● What the task requires
Every entry is to be printed again precisely as given.

[Point-per-instance localization data]
::::::::
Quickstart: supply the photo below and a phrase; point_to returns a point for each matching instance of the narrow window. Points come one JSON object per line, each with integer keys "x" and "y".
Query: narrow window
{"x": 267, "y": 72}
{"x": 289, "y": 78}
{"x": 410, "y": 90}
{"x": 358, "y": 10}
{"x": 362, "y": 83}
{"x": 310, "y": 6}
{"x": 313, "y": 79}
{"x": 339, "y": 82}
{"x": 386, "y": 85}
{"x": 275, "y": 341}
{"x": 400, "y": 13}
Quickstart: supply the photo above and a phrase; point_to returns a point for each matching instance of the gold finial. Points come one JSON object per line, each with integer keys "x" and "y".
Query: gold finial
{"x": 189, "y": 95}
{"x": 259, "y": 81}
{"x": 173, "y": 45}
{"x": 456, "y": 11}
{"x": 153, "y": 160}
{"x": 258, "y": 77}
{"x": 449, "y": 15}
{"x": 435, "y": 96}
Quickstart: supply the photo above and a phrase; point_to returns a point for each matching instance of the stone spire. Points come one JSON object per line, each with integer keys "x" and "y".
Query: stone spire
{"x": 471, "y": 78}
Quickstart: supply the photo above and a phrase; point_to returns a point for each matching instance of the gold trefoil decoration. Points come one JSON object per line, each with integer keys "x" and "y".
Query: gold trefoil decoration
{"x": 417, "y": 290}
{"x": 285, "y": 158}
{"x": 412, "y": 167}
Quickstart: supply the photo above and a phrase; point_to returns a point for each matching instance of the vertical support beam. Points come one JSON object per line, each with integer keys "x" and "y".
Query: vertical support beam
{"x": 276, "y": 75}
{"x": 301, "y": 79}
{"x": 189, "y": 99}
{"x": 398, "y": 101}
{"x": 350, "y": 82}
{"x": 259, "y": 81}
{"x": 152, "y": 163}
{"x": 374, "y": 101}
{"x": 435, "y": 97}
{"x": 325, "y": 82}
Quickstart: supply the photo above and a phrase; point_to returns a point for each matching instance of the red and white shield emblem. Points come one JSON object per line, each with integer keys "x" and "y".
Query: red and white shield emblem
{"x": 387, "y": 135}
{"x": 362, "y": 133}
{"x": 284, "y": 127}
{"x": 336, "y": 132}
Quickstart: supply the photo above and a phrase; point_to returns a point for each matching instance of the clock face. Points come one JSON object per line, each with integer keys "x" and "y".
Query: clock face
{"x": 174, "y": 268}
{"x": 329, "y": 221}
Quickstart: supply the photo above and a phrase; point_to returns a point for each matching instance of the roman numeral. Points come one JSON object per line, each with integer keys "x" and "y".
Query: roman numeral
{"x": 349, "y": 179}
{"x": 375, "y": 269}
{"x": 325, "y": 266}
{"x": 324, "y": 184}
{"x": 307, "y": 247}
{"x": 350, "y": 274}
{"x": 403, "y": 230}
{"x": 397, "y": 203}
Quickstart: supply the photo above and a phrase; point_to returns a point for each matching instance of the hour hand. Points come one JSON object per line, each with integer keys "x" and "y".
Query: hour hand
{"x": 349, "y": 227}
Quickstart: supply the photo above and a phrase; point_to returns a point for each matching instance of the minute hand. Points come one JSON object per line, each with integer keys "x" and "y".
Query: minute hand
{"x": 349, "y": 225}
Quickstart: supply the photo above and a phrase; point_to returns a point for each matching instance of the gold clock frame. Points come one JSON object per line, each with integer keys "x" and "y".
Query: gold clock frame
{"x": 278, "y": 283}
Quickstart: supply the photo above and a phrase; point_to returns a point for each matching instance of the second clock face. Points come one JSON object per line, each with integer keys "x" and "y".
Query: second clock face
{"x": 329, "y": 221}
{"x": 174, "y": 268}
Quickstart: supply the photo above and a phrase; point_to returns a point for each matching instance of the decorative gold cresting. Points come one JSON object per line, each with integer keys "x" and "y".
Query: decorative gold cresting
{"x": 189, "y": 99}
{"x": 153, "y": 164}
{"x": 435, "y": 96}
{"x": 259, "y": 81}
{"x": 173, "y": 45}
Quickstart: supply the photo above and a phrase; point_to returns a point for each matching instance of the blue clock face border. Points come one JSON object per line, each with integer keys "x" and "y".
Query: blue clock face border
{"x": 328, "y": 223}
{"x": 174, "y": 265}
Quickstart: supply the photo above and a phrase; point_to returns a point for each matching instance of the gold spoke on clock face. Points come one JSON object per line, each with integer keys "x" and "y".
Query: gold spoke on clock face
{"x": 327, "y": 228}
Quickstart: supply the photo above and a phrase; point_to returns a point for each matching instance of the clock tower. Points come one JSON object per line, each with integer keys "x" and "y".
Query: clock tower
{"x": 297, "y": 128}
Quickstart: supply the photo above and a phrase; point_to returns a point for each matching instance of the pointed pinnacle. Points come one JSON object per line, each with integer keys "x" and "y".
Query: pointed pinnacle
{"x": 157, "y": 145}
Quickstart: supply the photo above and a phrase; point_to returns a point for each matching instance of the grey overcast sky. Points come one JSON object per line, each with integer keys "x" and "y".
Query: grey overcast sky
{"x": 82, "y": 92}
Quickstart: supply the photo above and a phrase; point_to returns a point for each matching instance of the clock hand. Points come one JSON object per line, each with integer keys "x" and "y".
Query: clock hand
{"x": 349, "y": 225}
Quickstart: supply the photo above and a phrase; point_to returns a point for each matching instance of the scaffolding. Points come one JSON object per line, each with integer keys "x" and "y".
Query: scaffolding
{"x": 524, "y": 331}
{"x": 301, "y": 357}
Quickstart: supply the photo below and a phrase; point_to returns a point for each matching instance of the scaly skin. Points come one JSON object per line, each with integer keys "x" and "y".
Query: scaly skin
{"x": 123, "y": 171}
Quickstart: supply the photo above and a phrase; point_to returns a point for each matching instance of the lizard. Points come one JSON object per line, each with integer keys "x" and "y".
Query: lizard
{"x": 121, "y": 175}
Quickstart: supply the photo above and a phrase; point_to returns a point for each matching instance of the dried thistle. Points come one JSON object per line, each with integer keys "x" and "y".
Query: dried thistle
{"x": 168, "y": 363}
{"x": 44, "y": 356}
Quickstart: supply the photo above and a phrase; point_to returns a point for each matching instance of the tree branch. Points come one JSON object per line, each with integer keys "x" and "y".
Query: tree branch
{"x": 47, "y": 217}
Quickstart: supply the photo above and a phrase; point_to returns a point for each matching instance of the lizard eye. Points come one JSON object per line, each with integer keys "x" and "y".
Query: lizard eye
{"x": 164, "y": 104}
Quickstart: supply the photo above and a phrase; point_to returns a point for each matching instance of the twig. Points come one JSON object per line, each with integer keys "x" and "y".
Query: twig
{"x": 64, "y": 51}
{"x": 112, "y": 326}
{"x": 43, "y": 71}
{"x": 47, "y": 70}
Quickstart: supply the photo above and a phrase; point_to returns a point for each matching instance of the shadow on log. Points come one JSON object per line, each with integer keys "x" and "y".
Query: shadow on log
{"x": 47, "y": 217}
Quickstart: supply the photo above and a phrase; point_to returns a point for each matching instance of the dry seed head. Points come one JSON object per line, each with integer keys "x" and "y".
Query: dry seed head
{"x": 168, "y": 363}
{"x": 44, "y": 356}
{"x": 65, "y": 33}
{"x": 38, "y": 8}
::::::::
● Answer to the problem
Quickstart: supply the photo below and a phrase; point_to returns a point for each matching instance of the narrow window. Points come one JSON object per line, each with integer keys "x" and "y".
Query: narrow window
{"x": 267, "y": 72}
{"x": 289, "y": 78}
{"x": 410, "y": 90}
{"x": 358, "y": 10}
{"x": 362, "y": 83}
{"x": 310, "y": 6}
{"x": 313, "y": 79}
{"x": 339, "y": 82}
{"x": 386, "y": 85}
{"x": 275, "y": 341}
{"x": 400, "y": 13}
Quickstart: supply the photo above and a phrase; point_to returns a point for each matching instance of the gold finial. Points come one JSON object per line, each with integer keys "x" and "y".
Query: gold finial
{"x": 189, "y": 95}
{"x": 259, "y": 81}
{"x": 173, "y": 45}
{"x": 456, "y": 11}
{"x": 153, "y": 160}
{"x": 258, "y": 77}
{"x": 449, "y": 15}
{"x": 435, "y": 96}
Quickstart: supply the photo above and a phrase; point_to returns a point for each matching instance of the stone spire. Points come one JSON object per line, each with integer keys "x" and "y".
Query: stone spire
{"x": 471, "y": 78}
Quickstart: supply the photo above and a phrase; point_to returns a point for each matching instance of the gold trefoil decoration. Points come one JSON object per line, each with integer keys "x" and "y".
Query: gold trefoil decoration
{"x": 417, "y": 290}
{"x": 285, "y": 158}
{"x": 412, "y": 167}
Quickstart: supply the photo above and a phrase; point_to returns a point for each matching instance of the vertical support beam. Points come one JSON object per line, each with integer keys "x" and "y".
Query: vertical support beam
{"x": 276, "y": 75}
{"x": 301, "y": 79}
{"x": 189, "y": 99}
{"x": 398, "y": 101}
{"x": 350, "y": 82}
{"x": 259, "y": 81}
{"x": 152, "y": 163}
{"x": 374, "y": 101}
{"x": 435, "y": 97}
{"x": 325, "y": 82}
Quickstart: supply the photo above and a phrase; point_to returns a point for each matching instance of the red and white shield emblem. Points come one JSON object per line, each with integer keys "x" and "y".
Query: red and white shield emblem
{"x": 387, "y": 135}
{"x": 362, "y": 133}
{"x": 284, "y": 127}
{"x": 336, "y": 132}
Quickstart: supply the photo above and a phrase; point_to returns a point for each matching instance of the clock face. Points come one JSON object per line, each with integer keys "x" and "y".
Query: clock face
{"x": 174, "y": 268}
{"x": 329, "y": 221}
Quickstart: supply the photo above and a phrase; point_to returns a point for each matching instance of the roman numeral. Points come one JSON object per line, each with integer keys "x" and "y".
Query: roman numeral
{"x": 349, "y": 179}
{"x": 375, "y": 269}
{"x": 325, "y": 266}
{"x": 324, "y": 184}
{"x": 307, "y": 247}
{"x": 350, "y": 274}
{"x": 403, "y": 230}
{"x": 397, "y": 203}
Quickstart: supply the photo above and a phrase; point_to returns a point for each matching instance of the hour hand. Points come one JSON object per line, each with integer keys "x" and "y".
Query: hour hand
{"x": 349, "y": 227}
Quickstart: supply the photo above and a phrase; point_to returns a point for each matching instance of the minute hand. Points come one JSON object per line, each with integer keys "x" and "y".
Query: minute hand
{"x": 349, "y": 225}
Quickstart: supply the photo above and a phrase; point_to returns a point for each matching instance of the gold clock frame. Points come one JSON object per line, each with integer keys "x" and "y".
Query: gold clock frame
{"x": 278, "y": 283}
Quickstart: supply the photo above and a phrase; point_to returns a point for each matching instance of the second clock face. Points come one JSON object per line, each with integer keys "x" and "y".
Query: second clock face
{"x": 329, "y": 221}
{"x": 174, "y": 268}
Quickstart: supply the photo above and a phrase; point_to returns a point for each matching instance of the decorative gold cresting. Points come one JSON object per line, each with integer keys "x" and "y".
Query: decorative gold cresting
{"x": 189, "y": 99}
{"x": 153, "y": 164}
{"x": 435, "y": 96}
{"x": 259, "y": 81}
{"x": 173, "y": 45}
Quickstart: supply the photo above and a phrase; point_to returns a point for each matching instance of the blue clock face border. Points come one JSON object per line, each with integer keys "x" and "y".
Query: blue clock face border
{"x": 328, "y": 223}
{"x": 174, "y": 265}
Quickstart: supply the photo above and a phrase; point_to returns a point for each matching instance of the gold spoke on clock face. Points come one JSON object per line, each with integer keys "x" and "y".
Query: gold spoke on clock face
{"x": 327, "y": 228}
Quickstart: supply the photo above and a phrase; point_to returns a point for each matching instance of the clock tower. Points come one JSON object per line, each with integer keys "x" and "y".
Query: clock tower
{"x": 297, "y": 128}
Quickstart: supply the photo above and a phrase; point_to returns a point for each matching instance of the pointed pinnacle. Points come one JSON object per line, each with integer keys "x" and "y".
Query: pointed pinnacle
{"x": 157, "y": 145}
Quickstart: supply the photo above and a phrase; point_to returns a point for each matching instance of the grey overcast sky. Points come one JSON object per line, each with integer keys "x" and "y".
Query: grey overcast sky
{"x": 82, "y": 92}
Quickstart: supply the photo above and a phrase; point_to returns a point for each matching instance of the clock hand. Points come one JSON object per line, each with integer keys "x" and "y".
Query: clock hand
{"x": 349, "y": 225}
Quickstart: supply the photo above and a phrase; point_to returns a point for each matching instance of the scaffolding. Points come one JSON object per line, each with integer keys "x" and "y".
Query: scaffolding
{"x": 524, "y": 331}
{"x": 301, "y": 357}
Quickstart: supply the photo below and a phrase; point_to returns a point for each matching instance of the scaly skin. Points come one JSON object per line, each with integer keys "x" and "y".
Query: scaly skin
{"x": 123, "y": 171}
Quickstart: supply the photo above and a phrase; point_to returns a point for each matching instance of the lizard. Points come one JSON object per line, each with integer keys "x" and "y".
Query: lizard
{"x": 121, "y": 175}
Quickstart: supply the photo above and a phrase; point_to returns a point for each matching instance of the dried thistle. Points come one JSON object per line, each with integer keys "x" and "y".
Query: dried thistle
{"x": 168, "y": 363}
{"x": 44, "y": 356}
Quickstart: supply the photo above and a phrase; point_to returns a point for each matching instance of the tree branch. Points come one JSON object per line, each with integer keys "x" and "y".
Query: tree branch
{"x": 47, "y": 217}
Quickstart: supply the photo above and a phrase; point_to returns a point for each matching instance of the lizard eye. Points come one JSON object per line, each with integer keys "x" and "y".
Query: lizard eye
{"x": 164, "y": 104}
Quickstart: supply the photo above and a phrase; point_to returns a point for each matching instance of the twig. Points come one JSON object per line, each with integer keys "x" and "y".
Query: twig
{"x": 64, "y": 51}
{"x": 112, "y": 326}
{"x": 43, "y": 71}
{"x": 47, "y": 70}
Quickstart: supply the photo above and a phrase; point_to returns a point for each matching instance of the shadow on log. Points come one JSON object per line, each with integer keys "x" and "y".
Query: shadow on log
{"x": 47, "y": 217}
Quickstart: supply the photo above and a phrase; point_to returns a point for each matching instance of the dry seed head. Points come one JSON object per line, each with integer keys "x" and "y".
Query: dry seed head
{"x": 168, "y": 363}
{"x": 44, "y": 356}
{"x": 65, "y": 33}
{"x": 38, "y": 8}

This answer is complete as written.